Extract:
.....
Trump COVID-19 diagnosis: What we know so far

President Donald J. Trump greets supporters during a drive by outside of Walter Reed National Military Medical Center. Official White House Photo.

On Friday, Oct. 2, President Trump tweeted out that he and the first lady, Melania Trump, had tested positive for COVID-19. 

That evening, the president was flown to Walter Reed Military Medical Hospital, and, according to NPR, received supplemental oxygen. President Trump’s diagnosis comes shortly after the debate between himself and former vice president Joe Biden, and after President Trump announced his Supreme Court nomination of Judge Amy Coney Barrett at the White House. 

Many of Trump’s inner circle have recently also recently tested positive for COVID-19: Trump's campaign manager, Bill Stepien; his former advisor, Kellyanne Conway; the presidential aid, Hope Hickswho is presumed to be the first member of Trump’s inner circle to test positive; the RNC chairwoman, Ronna McDaniel; Sen. Mike Lee of Utah; Sen. Thom Tillis from North Carolina; and Notre Dame University President John Jenkins. 

The president was discharged from Walter Reed Hospital on Monday evening, and he immediately headed back to the White House. 

According to NPR, “Since his diagnosis, Trump has received these key interventions: supplemental oxygen, steroids, an experimental antibody cocktail, and the antiviral medication remdesivir."

One of the interventions that the president received is not standard treatment for COVID-19 patients, and is in fact only used in clinical trials, or for “compassionate use,” according to NPR. 

 News that the president was being provided with supplemental oxygen sparked concern over just how severe the president’s condition truly was. Reports from the president’s physicians say that the president’s oxygen levels did drop and that he did have a fever, but both his temperature and his oxygen levels returned to normal by Monday.

Independent medical experts say that the drop in oxygen levels is not a positive thing to see early on, and are questioning the severity of the president’s condition given the information from the White House. 

With the president’s drop in oxygen levels, his chief physician, Sean Conley, stated that doctors gave the president dexamethasone, which is a steroid.
.....
Data:

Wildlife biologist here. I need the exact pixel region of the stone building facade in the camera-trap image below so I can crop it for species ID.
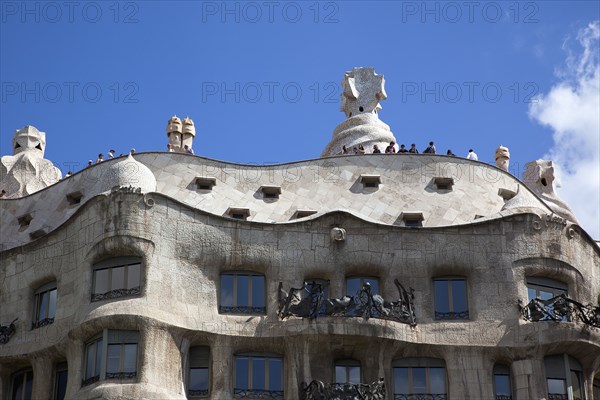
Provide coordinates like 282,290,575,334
.....
What to do:
• A. Reproduce the passage from the article on Trump's COVID-19 diagnosis that opens with the words containing "That evening, the" and closes with "President John Jenkins.".
• B. In the article on Trump's COVID-19 diagnosis, which steroid did doctors give the president?
• C. Write the next part of the article on Trump's COVID-19 diagnosis, picking up after its final sentence.

Task-by-task outputs:
• A.
That evening, the president was flown to Walter Reed Military Medical Hospital, and, according to NPR, received supplemental oxygen. President Trump’s diagnosis comes shortly after the debate between himself and former vice president Joe Biden, and after President Trump announced his Supreme Court nomination of Judge Amy Coney Barrett at the White House. 

Many of Trump’s inner circle have recently also recently tested positive for COVID-19: Trump's campaign manager, Bill Stepien; his former advisor, Kellyanne Conway; the presidential aid, Hope Hickswho is presumed to be the first member of Trump’s inner circle to test positive; the RNC chairwoman, Ronna McDaniel; Sen. Mike Lee of Utah; Sen. Thom Tillis from North Carolina; and Notre Dame University President John Jenkins.

• B. Dexamethasone.

• C.
According to a transcript from NPR with Michel Martin and NPR Health Correspondent, Rhitu Chatterjee, “This drug has been shown to reduce the risk of death in patients with severe disease—very ill patients on ventilatorsand also those who are on oxygen support. This drug doesn’t benefit and can even do harm to patients with mild disease.” Chatterjee pointed out that this could mean that the president had more than mild symptoms. 

During the weekend that President Trump was at Walter Reed, he was seen leaving the hospital to drive around the hospital and wave at the crowd of supporters that were outside of the premises. 

According to Tamara Keith, NPR White House Correspondent, who was also included in the transcript from NPR, stated “. . . that drive-by required a bunch of people to get into PPE. You had Secret Service agents in an SUV with the president in PPE. The whole justification that had been [given] by the White House for why he was going to the hospital was so that he could keep working by letting people stay safe in the White House, because he has a highly infectious disease.” 

After arriving back at the White House, President Trump was seen climbing the stairs with a mask on before reaching the top, taking the mask off, and giving a thumbs up to the camera.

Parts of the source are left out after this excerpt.